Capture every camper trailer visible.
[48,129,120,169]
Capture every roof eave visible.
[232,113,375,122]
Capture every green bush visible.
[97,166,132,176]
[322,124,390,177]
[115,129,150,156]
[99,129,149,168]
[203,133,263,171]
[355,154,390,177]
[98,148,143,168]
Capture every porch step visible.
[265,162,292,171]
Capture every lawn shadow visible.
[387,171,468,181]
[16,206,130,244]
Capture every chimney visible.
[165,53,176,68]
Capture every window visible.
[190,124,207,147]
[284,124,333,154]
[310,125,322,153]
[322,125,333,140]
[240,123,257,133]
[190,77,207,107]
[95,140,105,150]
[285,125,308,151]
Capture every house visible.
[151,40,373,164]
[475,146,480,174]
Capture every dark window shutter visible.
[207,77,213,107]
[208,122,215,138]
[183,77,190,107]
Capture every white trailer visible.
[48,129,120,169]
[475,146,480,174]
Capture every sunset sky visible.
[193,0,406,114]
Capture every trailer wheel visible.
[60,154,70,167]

--

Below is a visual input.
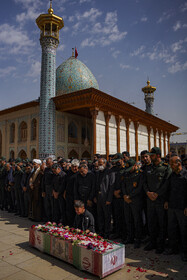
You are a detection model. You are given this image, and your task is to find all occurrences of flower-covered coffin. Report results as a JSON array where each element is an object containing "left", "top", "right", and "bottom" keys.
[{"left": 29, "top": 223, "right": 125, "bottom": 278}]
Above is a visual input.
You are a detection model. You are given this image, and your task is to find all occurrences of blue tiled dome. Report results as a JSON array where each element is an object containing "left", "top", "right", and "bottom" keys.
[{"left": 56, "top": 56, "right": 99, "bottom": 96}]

▸ WRITTEN TASK
Rewrite everything in the records from the line containing "Capture every camper trailer visible." down through the line containing "[60,154,70,167]", replacing "Capture" with "Locate" and leaving all else unchanged.

▸ RESULT
Locate every camper trailer visible.
[48,129,120,169]
Locate every roof eave visible.
[232,113,375,122]
Locate every green bush visible.
[97,166,132,176]
[322,124,390,177]
[115,129,150,156]
[99,129,149,168]
[203,133,263,171]
[355,154,390,177]
[98,148,143,168]
Locate every porch step visible.
[265,162,292,171]
Locate every lawn shadow visible.
[387,171,468,181]
[16,206,130,244]
Locate every chimney visible.
[165,53,176,68]
Locate every window visible.
[190,124,207,147]
[284,124,333,154]
[310,125,322,153]
[322,125,333,140]
[240,123,257,133]
[190,77,207,107]
[95,140,105,150]
[285,125,308,151]
Locate every house visible.
[151,40,373,164]
[475,146,480,174]
Locate every dark window shutter visible.
[207,77,213,107]
[208,122,215,138]
[183,77,190,107]
Locate every white trailer visible.
[48,129,120,169]
[475,146,480,174]
Locate every sunset sky visible.
[193,0,406,114]
Locate every trailer wheel visible.
[60,154,70,167]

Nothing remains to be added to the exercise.